* _WHAT IS NEEDED_
Return, exactly as written, every line from the first line of the data below through the line that contains "Category: the hillside silhouette".

* _MATERIAL SHOWN_
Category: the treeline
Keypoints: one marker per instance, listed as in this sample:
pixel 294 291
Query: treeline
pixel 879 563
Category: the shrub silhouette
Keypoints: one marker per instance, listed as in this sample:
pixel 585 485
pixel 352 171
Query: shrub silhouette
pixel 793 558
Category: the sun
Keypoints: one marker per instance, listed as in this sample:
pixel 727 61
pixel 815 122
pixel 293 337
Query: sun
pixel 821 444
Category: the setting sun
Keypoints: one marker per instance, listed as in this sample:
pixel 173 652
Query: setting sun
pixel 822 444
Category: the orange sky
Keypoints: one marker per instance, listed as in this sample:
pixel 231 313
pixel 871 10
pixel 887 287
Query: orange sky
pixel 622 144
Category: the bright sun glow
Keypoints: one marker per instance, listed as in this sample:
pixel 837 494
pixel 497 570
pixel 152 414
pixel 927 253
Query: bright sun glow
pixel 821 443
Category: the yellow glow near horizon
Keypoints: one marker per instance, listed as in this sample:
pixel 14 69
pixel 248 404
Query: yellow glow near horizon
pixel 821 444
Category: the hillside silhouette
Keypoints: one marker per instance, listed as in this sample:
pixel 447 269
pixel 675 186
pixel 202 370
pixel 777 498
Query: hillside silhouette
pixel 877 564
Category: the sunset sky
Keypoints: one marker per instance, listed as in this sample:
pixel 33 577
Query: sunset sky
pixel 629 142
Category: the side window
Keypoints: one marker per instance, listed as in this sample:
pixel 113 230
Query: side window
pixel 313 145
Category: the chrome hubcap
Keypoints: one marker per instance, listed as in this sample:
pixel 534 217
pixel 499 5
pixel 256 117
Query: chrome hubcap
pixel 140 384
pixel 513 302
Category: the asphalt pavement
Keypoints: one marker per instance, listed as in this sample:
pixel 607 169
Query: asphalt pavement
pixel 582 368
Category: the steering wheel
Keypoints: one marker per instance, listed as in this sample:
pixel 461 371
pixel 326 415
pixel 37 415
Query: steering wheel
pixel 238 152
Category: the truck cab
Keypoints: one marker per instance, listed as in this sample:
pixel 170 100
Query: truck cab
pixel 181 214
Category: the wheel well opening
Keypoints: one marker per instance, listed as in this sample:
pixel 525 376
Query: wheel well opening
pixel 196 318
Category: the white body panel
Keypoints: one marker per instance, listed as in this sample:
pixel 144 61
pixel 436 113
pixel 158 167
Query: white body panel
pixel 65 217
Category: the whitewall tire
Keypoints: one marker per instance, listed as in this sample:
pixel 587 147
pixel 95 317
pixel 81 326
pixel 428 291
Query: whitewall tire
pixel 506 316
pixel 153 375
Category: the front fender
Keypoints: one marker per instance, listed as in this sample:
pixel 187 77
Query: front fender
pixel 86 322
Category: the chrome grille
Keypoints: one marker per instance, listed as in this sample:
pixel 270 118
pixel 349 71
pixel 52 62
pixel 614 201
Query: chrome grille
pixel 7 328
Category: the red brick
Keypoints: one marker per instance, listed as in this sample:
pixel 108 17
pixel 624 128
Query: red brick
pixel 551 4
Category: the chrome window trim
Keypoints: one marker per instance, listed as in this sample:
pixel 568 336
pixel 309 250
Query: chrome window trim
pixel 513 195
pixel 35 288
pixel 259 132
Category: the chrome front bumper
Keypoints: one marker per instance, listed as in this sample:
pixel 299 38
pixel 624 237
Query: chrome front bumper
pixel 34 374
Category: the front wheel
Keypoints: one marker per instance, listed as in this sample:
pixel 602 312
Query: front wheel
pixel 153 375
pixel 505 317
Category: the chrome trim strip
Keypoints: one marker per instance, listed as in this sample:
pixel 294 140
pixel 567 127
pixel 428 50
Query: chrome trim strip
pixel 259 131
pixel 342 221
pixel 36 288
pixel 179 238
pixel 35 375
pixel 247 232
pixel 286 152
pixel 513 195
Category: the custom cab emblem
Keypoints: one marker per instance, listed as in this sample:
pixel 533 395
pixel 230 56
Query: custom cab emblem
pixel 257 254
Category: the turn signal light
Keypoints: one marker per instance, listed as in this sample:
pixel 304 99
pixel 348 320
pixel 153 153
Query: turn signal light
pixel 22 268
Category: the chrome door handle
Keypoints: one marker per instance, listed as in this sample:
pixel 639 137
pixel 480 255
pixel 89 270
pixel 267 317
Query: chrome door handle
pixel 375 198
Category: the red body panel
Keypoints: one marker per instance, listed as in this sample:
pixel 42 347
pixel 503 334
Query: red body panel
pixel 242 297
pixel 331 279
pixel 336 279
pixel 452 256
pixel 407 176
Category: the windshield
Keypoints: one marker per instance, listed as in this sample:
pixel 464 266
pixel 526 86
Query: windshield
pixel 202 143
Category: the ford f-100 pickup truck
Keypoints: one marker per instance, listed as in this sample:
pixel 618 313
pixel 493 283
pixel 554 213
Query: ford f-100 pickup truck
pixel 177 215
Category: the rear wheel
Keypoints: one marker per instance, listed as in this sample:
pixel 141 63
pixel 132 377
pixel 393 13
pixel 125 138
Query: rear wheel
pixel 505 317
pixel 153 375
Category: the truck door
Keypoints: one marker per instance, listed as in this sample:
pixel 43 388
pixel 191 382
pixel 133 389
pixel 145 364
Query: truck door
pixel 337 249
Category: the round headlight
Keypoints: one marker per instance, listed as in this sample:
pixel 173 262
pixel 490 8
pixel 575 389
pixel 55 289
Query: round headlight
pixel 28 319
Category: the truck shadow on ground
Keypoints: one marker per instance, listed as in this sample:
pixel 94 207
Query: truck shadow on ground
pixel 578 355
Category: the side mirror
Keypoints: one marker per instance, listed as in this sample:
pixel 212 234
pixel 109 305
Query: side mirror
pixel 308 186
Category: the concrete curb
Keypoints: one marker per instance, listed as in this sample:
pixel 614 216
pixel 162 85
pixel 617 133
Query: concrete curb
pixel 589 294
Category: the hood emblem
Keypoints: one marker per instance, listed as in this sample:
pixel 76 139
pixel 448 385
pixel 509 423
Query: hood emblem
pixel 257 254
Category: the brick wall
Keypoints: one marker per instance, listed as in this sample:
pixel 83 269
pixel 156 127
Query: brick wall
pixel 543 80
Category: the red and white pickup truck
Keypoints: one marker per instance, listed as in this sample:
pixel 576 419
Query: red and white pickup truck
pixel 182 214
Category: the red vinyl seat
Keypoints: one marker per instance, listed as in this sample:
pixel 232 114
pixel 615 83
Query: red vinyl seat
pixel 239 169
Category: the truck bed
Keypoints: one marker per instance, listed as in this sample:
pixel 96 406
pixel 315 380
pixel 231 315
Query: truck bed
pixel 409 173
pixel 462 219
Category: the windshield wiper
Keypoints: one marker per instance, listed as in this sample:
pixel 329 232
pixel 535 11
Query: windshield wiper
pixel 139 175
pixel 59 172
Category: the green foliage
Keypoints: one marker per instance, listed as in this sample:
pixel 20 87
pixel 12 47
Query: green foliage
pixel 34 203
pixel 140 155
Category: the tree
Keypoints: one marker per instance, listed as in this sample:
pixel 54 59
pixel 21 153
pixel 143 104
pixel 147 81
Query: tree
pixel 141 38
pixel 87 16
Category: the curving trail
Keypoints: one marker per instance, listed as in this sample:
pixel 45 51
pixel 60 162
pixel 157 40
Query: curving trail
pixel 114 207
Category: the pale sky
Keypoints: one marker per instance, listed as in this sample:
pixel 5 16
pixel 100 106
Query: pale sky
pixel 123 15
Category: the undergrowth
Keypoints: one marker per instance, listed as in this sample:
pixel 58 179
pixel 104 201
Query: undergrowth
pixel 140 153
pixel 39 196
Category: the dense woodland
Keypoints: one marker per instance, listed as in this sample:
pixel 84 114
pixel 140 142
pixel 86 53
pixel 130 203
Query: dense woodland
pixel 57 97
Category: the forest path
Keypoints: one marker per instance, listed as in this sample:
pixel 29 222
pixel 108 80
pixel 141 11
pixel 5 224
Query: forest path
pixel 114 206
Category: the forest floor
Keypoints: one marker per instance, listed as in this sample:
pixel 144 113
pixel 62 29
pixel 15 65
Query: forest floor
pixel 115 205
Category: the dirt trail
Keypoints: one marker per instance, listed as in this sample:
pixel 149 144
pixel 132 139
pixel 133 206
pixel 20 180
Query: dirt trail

* _ANSWER AREA_
Category: the treeline
Keypoints: one marker per instance, listed as in this sample:
pixel 294 291
Query: treeline
pixel 879 563
Category: the shrub silhouette
Keypoints: one marker per instance, listed as in this sample:
pixel 585 485
pixel 352 171
Query: shrub silhouette
pixel 793 558
Category: the sun
Keypoints: one marker per instance, listed as in this sample:
pixel 727 61
pixel 815 122
pixel 293 337
Query: sun
pixel 821 444
Category: the setting sun
Keypoints: one marker per instance, listed as in this sample:
pixel 173 652
Query: setting sun
pixel 822 444
Category: the orange sky
Keypoints: one marker per instance, listed as in this sample:
pixel 231 313
pixel 871 10
pixel 887 287
Query: orange sky
pixel 622 144
Category: the bright sun glow
Keypoints: one marker per instance, listed as in this sample:
pixel 837 494
pixel 497 570
pixel 152 414
pixel 927 253
Query: bright sun glow
pixel 821 443
Category: the yellow glow near horizon
Keypoints: one marker per instance, listed as in this sample:
pixel 14 69
pixel 248 404
Query: yellow glow near horizon
pixel 821 444
Category: the hillside silhouette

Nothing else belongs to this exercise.